AIM:
Count the lines below that contain the string "water" with matching case, and reply with the number alone.

[start STORED ROWS]

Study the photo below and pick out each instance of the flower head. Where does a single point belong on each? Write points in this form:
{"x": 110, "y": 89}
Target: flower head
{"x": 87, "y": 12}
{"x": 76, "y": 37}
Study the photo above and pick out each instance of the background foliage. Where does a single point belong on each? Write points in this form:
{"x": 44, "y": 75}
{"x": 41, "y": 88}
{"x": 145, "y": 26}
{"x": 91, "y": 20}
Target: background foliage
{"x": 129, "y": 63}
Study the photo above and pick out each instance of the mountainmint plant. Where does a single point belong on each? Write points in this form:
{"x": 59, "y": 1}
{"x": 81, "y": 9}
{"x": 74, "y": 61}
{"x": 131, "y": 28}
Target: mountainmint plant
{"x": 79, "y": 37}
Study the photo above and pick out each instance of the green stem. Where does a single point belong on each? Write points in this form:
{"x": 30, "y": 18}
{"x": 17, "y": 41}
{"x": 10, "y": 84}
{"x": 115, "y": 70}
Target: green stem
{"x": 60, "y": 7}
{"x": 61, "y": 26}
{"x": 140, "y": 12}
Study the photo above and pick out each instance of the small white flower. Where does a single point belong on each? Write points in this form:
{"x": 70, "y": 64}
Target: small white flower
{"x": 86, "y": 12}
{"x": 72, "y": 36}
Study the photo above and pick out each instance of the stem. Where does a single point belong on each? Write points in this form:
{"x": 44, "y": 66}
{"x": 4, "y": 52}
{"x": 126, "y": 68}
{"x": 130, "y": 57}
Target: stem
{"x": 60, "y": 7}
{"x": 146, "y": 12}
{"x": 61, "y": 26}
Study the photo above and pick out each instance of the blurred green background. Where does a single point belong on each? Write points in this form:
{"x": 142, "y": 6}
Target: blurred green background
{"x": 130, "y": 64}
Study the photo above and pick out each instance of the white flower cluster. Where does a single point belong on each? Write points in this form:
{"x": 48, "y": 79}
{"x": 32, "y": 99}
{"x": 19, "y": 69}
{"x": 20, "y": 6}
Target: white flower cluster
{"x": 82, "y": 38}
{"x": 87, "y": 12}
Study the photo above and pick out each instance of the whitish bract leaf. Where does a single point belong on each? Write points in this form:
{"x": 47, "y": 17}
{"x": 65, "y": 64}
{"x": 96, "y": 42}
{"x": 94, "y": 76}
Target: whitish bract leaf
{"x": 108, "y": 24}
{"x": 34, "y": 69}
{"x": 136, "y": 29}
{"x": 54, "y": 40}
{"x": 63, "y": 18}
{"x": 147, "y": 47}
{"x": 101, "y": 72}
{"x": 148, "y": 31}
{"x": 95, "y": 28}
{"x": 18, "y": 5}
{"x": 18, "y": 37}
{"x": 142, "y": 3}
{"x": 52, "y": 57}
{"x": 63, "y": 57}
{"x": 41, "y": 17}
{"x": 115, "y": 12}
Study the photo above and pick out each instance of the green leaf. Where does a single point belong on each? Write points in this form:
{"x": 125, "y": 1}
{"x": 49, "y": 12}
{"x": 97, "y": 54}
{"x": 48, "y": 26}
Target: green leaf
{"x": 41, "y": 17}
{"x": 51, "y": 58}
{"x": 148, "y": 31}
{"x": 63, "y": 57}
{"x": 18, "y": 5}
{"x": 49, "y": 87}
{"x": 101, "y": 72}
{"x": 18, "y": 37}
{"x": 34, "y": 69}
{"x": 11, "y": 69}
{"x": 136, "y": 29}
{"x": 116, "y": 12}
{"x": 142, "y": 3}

[end STORED ROWS]
[start STORED ROWS]

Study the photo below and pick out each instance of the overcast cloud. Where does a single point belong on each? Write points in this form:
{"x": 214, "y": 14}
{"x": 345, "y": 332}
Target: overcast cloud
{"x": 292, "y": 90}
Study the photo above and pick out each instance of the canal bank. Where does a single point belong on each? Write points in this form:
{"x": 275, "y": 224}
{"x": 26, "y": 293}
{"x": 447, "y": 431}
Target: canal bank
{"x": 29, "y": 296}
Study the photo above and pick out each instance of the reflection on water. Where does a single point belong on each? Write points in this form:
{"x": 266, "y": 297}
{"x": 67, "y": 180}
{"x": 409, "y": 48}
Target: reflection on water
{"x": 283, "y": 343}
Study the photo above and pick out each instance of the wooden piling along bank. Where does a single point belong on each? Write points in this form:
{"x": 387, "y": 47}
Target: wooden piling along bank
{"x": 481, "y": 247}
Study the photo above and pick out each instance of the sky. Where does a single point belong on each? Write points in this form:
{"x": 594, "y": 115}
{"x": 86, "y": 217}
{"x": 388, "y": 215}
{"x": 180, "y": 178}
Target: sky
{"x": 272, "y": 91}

[end STORED ROWS]
[start STORED ROWS]

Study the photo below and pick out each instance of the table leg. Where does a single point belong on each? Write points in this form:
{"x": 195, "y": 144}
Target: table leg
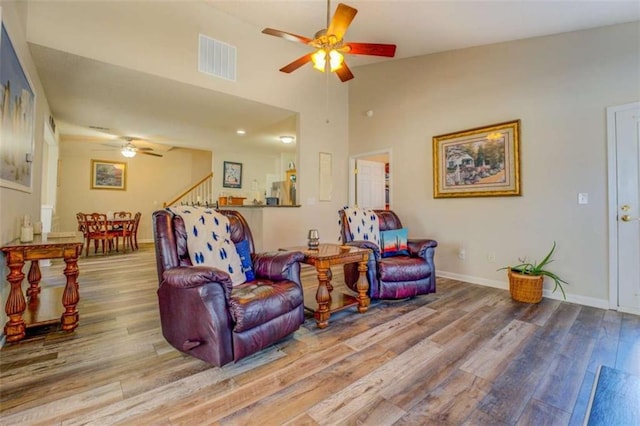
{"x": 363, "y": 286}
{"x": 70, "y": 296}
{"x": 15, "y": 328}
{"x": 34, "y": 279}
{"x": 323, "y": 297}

[end STORED ROWS]

FINAL RESULT:
2